• _Stated exercise_: Pull out every line in the listing below that contains the word "rear", and copy each such line in full.

• _Data for processing_:
►

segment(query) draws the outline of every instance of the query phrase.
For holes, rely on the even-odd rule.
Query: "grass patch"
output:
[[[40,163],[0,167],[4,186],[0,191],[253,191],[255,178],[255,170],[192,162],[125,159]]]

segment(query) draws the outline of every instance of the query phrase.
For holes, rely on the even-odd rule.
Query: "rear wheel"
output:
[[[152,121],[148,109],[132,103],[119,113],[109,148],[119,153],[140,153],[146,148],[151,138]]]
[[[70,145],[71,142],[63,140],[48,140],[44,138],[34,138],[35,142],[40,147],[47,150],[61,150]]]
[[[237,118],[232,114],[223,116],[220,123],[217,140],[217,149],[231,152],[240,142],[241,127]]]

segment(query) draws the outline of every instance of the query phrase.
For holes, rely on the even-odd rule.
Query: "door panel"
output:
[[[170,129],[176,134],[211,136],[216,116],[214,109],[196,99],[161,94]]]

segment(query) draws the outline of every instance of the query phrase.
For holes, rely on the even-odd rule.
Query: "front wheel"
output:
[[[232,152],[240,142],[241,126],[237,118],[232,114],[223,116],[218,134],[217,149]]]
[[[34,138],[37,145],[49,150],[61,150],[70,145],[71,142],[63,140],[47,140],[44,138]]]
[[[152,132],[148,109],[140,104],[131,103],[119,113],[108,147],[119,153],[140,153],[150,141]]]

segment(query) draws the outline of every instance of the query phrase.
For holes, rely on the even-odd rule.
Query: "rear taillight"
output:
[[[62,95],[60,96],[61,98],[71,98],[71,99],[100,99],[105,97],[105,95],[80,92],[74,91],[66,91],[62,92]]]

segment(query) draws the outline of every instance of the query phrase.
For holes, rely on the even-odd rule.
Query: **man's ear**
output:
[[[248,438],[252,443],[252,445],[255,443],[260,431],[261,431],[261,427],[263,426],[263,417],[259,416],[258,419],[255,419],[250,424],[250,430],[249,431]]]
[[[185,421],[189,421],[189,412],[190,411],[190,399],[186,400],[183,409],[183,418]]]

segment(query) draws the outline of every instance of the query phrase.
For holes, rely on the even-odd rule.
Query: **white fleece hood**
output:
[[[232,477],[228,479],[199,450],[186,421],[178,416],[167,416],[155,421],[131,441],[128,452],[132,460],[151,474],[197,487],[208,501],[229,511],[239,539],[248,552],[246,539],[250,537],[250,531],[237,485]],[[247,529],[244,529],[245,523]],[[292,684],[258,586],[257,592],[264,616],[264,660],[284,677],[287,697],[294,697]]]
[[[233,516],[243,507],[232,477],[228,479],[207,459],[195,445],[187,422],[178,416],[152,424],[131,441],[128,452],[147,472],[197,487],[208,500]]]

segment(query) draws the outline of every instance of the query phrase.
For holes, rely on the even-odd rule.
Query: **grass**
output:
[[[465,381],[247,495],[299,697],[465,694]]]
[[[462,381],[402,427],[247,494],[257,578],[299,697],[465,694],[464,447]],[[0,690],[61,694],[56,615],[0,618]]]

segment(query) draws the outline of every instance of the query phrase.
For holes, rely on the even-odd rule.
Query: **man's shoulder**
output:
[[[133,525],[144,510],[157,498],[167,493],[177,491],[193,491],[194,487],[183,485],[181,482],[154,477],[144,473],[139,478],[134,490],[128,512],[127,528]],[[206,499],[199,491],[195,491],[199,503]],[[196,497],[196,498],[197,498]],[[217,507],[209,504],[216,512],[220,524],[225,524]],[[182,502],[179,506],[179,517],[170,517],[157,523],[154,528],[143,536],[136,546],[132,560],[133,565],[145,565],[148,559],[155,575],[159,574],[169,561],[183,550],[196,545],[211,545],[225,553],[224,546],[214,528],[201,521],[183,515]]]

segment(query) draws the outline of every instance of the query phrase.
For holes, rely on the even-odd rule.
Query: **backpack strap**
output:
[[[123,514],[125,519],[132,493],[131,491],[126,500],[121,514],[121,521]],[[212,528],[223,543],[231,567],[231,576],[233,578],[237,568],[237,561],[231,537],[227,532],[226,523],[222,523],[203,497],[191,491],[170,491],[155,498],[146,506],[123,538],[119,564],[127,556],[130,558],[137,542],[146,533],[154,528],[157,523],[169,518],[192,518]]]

◄

• _Written answer_:
Query: "rear wheel"
Query: "rear taillight"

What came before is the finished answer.